=== Page extract ===
Re: nftables: Writers starve readers

[Date Prev][Date Next][Thread Prev][Thread Next][Date Index][Thread Index]

 



On Fri, Jun 02, 2023 at 02:23:53PM +0200, Phil Sutter wrote:
> On Thu, Jun 01, 2023 at 10:06:24PM +0200, Pablo Neira Ayuso wrote:
> > On Thu, Jun 01, 2023 at 05:11:05PM +0200, Florian Westphal wrote:
> > > Phil Sutter <phil@xxxxxx> wrote:
> > > > A call to 'nft list ruleset' in a second terminal hangs without output.
> > > > It apparently hangs in nft_cache_update() because rule_cache_dump()
> > > > returns EINTR. On kernel side, I guess it stems from
> > > > nl_dump_check_consistent() in __nf_tables_dump_rules(). I haven't
> > > > checked, but the generation counter likely increases while dumping the
> > > > 100k rules.
> > > 
> > > Yes.
> > > 
> > > > One may deem this scenario unrealistic, but I had to insert a 'sleep 5'
> > > > into the while-loop to unblock 'nft list ruleset' again. A new rule
> > > > every 4s especially in such a large ruleset is not that unrealistic IMO.
> > > 
> > > Several seconds is very strange indeed, how is the data that needs
> > > to be transferred to userspace and how large is the buffer provided
> > > during dumps? strace would help here.
> > > 
> > > If thats rather small, then dumping a chain with 10k rules may
> > > have to re-iterate the existig list for long time before it finds
> > > the starting point on where to resume the dump.
> > > 
> > > > I wonder if we can provide some fairness to readers? Ideally a reader
> > > > would just see the ruleset as it was when it started dumping, but
> > > > keeping a copy of the large ruleset is probably not feasible.
> > > 
> > > I can't think of a good solution.  We could add a
> > > "--allow-inconsistent-dump" flag to nftables that disables the restart
> > > logic for -EINTR case, but we can't make that the default unfortunately.
===
Objectives:
A – Which flag does the nftables thread suggest adding to disable the restart logic in the -EINTR case?
B – Return the part of the nftables thread starting with "Re: nftables: Writers" and going on through "nft_cache_update() because rule_cache_dump()".
C – Supply the next part of the nftables thread, picking up after its final line.
=== Data shown ===
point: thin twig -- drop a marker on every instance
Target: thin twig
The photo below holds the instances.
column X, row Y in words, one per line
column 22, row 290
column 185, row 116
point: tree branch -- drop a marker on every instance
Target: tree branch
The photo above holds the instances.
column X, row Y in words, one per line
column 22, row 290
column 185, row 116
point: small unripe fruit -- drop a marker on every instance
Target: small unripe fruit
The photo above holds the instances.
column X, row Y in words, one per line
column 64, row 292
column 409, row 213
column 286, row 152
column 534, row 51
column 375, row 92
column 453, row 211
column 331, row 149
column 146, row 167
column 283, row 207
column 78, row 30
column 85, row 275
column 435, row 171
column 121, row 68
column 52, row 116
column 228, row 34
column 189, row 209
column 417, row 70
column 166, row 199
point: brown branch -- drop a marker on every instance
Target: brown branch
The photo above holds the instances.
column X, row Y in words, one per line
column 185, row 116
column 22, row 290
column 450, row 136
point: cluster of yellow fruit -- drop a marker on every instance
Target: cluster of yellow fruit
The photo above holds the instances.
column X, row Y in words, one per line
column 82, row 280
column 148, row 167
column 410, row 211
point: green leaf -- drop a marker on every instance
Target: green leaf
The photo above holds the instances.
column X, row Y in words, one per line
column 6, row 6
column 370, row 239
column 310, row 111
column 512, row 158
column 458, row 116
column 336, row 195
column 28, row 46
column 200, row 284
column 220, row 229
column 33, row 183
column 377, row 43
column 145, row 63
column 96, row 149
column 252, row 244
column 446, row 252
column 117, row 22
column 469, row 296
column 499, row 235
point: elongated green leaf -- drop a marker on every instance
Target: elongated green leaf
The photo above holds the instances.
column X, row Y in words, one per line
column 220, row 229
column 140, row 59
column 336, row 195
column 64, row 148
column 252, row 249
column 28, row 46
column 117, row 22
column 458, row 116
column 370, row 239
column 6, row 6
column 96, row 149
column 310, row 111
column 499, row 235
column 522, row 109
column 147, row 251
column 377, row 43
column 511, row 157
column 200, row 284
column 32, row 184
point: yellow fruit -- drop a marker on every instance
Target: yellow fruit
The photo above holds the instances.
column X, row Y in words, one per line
===
Set of answers:
A – "--allow-inconsistent-dump"

B –
Re: nftables: Writers starve readers

[Date Prev][Date Next][Thread Prev][Thread Next][Date Index][Thread Index]

 



On Fri, Jun 02, 2023 at 02:23:53PM +0200, Phil Sutter wrote:
> On Thu, Jun 01, 2023 at 10:06:24PM +0200, Pablo Neira Ayuso wrote:
> > On Thu, Jun 01, 2023 at 05:11:05PM +0200, Florian Westphal wrote:
> > > Phil Sutter <phil@xxxxxx> wrote:
> > > > A call to 'nft list ruleset' in a second terminal hangs without output.
> > > > It apparently hangs in nft_cache_update() because rule_cache_dump()

C –
> > > 
> > > Or we could experiment with serializing the remaining rules into a
> > > private kernel-side kmalloc'd buffer once the userspace buffer is
> > > full, then copy from that buffer on resume without the inconsistency check.
> > > 
> > > I don't think that we can solve this, slowing down writers when there
> > > are dumpers will load to the same issue, just in the oppostite direction.
> > 
> > There are currently two pending issues that, if addressed, could
> > improve things:
> > 
> > NLM_F_INTR is set on in case writer infers with a reader, currently
> > forcing userspace to read all of the remaining messages to leave
> > things in consistent state, otherwise next dump request hits EILSEQ in
> > libmnl. Before 6d085b22a8b5 ("table: support for the table owner
> > flag"), the socket was closed and reopen to workaround this issue.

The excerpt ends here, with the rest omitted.